Aim. Rewrite all of the material below with every "top-left corner" changed to "upper-left corner" and nothing else altered. Don't include the pictures.

^^^^

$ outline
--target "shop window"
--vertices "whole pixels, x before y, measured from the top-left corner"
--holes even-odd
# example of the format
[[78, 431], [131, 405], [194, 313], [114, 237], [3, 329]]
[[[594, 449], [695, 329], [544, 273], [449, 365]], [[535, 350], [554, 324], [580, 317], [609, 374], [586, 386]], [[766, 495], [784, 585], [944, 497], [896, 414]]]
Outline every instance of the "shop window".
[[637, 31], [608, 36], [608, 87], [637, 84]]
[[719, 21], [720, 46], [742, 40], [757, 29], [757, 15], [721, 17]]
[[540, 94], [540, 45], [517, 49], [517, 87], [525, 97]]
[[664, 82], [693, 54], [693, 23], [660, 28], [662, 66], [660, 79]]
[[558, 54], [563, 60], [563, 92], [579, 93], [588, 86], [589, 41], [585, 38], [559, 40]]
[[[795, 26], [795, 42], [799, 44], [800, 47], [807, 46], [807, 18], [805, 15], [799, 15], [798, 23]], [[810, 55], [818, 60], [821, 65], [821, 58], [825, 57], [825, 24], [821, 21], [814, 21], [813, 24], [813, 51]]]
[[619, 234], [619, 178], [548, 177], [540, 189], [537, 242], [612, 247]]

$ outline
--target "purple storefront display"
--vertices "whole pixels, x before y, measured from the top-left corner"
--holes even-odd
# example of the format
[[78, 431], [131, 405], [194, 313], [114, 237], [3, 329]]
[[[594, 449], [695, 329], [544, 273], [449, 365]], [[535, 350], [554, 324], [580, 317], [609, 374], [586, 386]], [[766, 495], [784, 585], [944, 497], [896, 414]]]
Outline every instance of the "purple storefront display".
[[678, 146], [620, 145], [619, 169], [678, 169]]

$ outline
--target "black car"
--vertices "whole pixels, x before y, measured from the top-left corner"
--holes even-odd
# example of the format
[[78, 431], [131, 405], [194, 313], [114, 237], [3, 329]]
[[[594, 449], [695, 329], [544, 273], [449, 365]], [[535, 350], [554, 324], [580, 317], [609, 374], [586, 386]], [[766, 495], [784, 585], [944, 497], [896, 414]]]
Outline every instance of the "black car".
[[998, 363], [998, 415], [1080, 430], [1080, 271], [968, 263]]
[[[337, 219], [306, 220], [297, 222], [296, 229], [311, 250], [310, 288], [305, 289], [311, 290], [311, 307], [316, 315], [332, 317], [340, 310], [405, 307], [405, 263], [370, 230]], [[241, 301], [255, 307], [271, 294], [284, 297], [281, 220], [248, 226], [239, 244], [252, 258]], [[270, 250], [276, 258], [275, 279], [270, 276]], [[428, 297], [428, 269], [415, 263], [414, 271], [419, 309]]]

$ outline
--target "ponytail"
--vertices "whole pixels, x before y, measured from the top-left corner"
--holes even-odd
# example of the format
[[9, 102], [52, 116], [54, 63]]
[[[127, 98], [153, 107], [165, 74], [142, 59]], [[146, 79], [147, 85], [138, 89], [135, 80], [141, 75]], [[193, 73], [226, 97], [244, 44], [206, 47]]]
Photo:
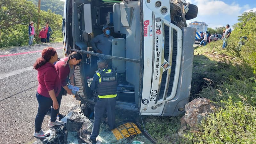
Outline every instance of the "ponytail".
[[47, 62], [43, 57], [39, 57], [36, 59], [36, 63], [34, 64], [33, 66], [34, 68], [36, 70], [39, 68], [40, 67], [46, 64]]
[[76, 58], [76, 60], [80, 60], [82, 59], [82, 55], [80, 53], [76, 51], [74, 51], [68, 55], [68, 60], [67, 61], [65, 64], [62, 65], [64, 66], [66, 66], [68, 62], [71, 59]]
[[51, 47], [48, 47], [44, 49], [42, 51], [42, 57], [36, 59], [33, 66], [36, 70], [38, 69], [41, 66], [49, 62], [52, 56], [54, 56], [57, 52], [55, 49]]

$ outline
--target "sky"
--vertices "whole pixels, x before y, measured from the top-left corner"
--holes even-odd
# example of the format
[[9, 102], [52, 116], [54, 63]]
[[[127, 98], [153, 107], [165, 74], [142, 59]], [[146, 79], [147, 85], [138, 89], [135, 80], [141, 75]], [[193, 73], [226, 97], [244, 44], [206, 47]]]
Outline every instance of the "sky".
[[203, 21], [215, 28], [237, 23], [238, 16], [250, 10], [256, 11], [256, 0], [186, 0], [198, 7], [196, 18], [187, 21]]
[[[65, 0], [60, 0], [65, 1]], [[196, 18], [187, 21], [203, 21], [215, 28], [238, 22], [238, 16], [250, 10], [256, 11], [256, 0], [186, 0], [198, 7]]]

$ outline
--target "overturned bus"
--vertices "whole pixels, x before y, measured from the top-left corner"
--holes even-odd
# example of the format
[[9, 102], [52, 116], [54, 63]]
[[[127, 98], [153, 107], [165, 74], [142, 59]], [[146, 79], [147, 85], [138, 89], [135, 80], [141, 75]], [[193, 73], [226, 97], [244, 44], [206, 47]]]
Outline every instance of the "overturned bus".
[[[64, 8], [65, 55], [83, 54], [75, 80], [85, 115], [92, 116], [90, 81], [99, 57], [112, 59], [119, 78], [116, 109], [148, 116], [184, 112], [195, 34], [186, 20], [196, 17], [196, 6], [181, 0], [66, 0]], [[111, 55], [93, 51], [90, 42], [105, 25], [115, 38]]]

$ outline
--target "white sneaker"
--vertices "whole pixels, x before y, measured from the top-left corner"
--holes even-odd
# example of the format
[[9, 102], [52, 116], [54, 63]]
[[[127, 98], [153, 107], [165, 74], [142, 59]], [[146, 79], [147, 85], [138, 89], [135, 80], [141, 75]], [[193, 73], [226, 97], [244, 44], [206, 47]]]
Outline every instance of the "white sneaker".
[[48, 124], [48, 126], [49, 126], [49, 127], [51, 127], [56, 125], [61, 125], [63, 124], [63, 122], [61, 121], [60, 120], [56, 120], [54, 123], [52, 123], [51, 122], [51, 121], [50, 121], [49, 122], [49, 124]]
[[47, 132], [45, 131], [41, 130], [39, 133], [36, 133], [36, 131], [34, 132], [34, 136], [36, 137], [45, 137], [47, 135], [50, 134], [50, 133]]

^^^^

Exercise result.
$ outline
--target "shop window"
--vertices "whole pixels, x before y, measured from the upper-left corner"
--holes even-odd
# example of the format
[[78, 431], [131, 405], [194, 313], [114, 237], [3, 329]]
[[[594, 449], [695, 329], [544, 273], [449, 365]], [[535, 350], [554, 324], [580, 317], [609, 374], [586, 386]], [[766, 495], [784, 585], [944, 497], [896, 414]]]
Outline every instance of the "shop window".
[[637, 31], [608, 36], [608, 87], [637, 84]]
[[719, 21], [720, 46], [742, 40], [757, 29], [757, 15], [721, 17]]
[[540, 94], [540, 45], [517, 49], [517, 87], [525, 97]]
[[664, 82], [693, 54], [693, 23], [660, 28], [662, 66], [660, 79]]
[[558, 54], [563, 60], [563, 92], [579, 93], [588, 86], [589, 41], [585, 38], [559, 40]]
[[[795, 26], [795, 42], [799, 44], [800, 47], [807, 46], [807, 18], [805, 15], [799, 15], [798, 23]], [[810, 55], [818, 60], [821, 65], [821, 58], [825, 57], [825, 24], [821, 21], [814, 21], [813, 24], [813, 51]]]
[[619, 234], [619, 178], [548, 177], [540, 189], [537, 242], [612, 247]]

$ outline
--target "purple storefront display"
--vertices "whole pixels, x before y, measured from the upper-left corner"
--holes even-odd
# example of the format
[[78, 431], [131, 405], [194, 313], [114, 237], [3, 329]]
[[[594, 449], [695, 329], [544, 273], [449, 365]], [[535, 350], [554, 324], [580, 317], [609, 374], [586, 386]], [[766, 495], [784, 585], [944, 497], [896, 414]]]
Outline every instance of the "purple storefront display".
[[678, 146], [620, 145], [619, 169], [678, 169]]

$ outline
--target "black car"
--vertices "whole pixels, x before y, measured from the upper-left corner"
--holes even-odd
# example of the format
[[78, 431], [131, 405], [194, 313], [114, 237], [3, 329]]
[[[594, 449], [695, 329], [544, 273], [449, 365]], [[535, 350], [554, 324], [580, 317], [609, 374], [586, 386]], [[766, 495], [784, 585], [944, 497], [896, 414]]]
Outline every instance of the "black car".
[[998, 363], [998, 415], [1080, 430], [1080, 271], [968, 263]]
[[[337, 219], [306, 220], [297, 222], [296, 229], [311, 250], [310, 288], [305, 289], [311, 290], [311, 307], [316, 315], [332, 317], [340, 310], [405, 307], [405, 263], [370, 230]], [[241, 301], [255, 307], [271, 294], [284, 297], [281, 220], [248, 226], [239, 244], [252, 258]], [[270, 250], [276, 258], [275, 279], [270, 276]], [[428, 297], [428, 269], [415, 263], [414, 271], [419, 309]]]

$ outline
--target "ponytail"
--vertices "whole pixels, x before y, measured from the upper-left corner"
--holes even-odd
# example of the format
[[9, 102], [52, 116], [54, 63]]
[[[127, 98], [153, 107], [165, 74], [142, 59]], [[146, 79], [147, 85], [138, 89], [135, 80], [141, 75]], [[193, 73], [226, 97], [244, 44], [206, 47]]]
Photo:
Outline every instance of the "ponytail".
[[47, 62], [43, 57], [39, 57], [36, 59], [36, 63], [34, 64], [33, 66], [34, 68], [36, 70], [39, 68], [40, 67], [46, 64]]
[[76, 58], [76, 60], [80, 60], [82, 59], [82, 55], [80, 53], [76, 51], [74, 51], [68, 55], [68, 60], [67, 61], [65, 64], [62, 65], [64, 66], [66, 66], [68, 62], [71, 59]]
[[51, 47], [48, 47], [44, 49], [42, 51], [42, 57], [36, 59], [33, 66], [36, 70], [38, 69], [41, 66], [49, 62], [52, 56], [54, 56], [57, 52], [55, 49]]

$ outline
--target "sky"
--vertices "whole pixels, x before y, measured from the upper-left corner"
--holes even-odd
# example of the format
[[9, 102], [52, 116], [54, 63]]
[[[127, 98], [153, 107], [165, 74], [142, 59]], [[146, 79], [147, 85], [138, 89], [135, 80], [141, 75]], [[193, 73], [226, 97], [244, 44], [206, 47]]]
Outline every instance of the "sky".
[[203, 21], [215, 28], [237, 23], [238, 16], [250, 10], [256, 11], [256, 0], [186, 0], [198, 7], [196, 18], [187, 21]]
[[[65, 0], [60, 0], [65, 1]], [[196, 18], [187, 21], [203, 21], [215, 28], [238, 22], [238, 16], [250, 10], [256, 11], [256, 0], [186, 0], [198, 7]]]

$ outline
--target "overturned bus"
--vertices "whole pixels, x before y, measured from the upper-left corner"
--holes even-odd
# example of the format
[[9, 102], [52, 116], [54, 63]]
[[[127, 98], [153, 107], [165, 74], [142, 59]], [[146, 79], [147, 85], [138, 89], [135, 80], [141, 75]], [[193, 73], [226, 97], [244, 44], [206, 47]]]
Outline every instance of the "overturned bus".
[[[64, 8], [65, 55], [83, 54], [75, 80], [85, 115], [92, 116], [90, 81], [99, 57], [112, 59], [119, 78], [116, 109], [148, 116], [184, 112], [195, 34], [186, 20], [196, 17], [196, 6], [181, 0], [66, 0]], [[111, 55], [93, 51], [90, 42], [105, 25], [115, 38]]]

$ outline
--target "white sneaker"
--vertices "whole pixels, x before y, measured from the upper-left corner"
--holes even-odd
# example of the format
[[9, 102], [52, 116], [54, 63]]
[[[127, 98], [153, 107], [165, 74], [142, 59]], [[146, 79], [147, 85], [138, 89], [135, 80], [141, 75]], [[193, 73], [226, 97], [244, 44], [206, 47]]]
Outline every instance of the "white sneaker".
[[48, 124], [48, 126], [49, 126], [49, 127], [51, 127], [56, 125], [61, 125], [63, 124], [63, 122], [61, 121], [60, 120], [56, 120], [54, 123], [52, 123], [51, 122], [51, 121], [50, 121], [49, 122], [49, 124]]
[[47, 132], [45, 131], [41, 130], [39, 133], [36, 133], [36, 131], [34, 132], [34, 136], [36, 137], [45, 137], [47, 135], [50, 134], [50, 133]]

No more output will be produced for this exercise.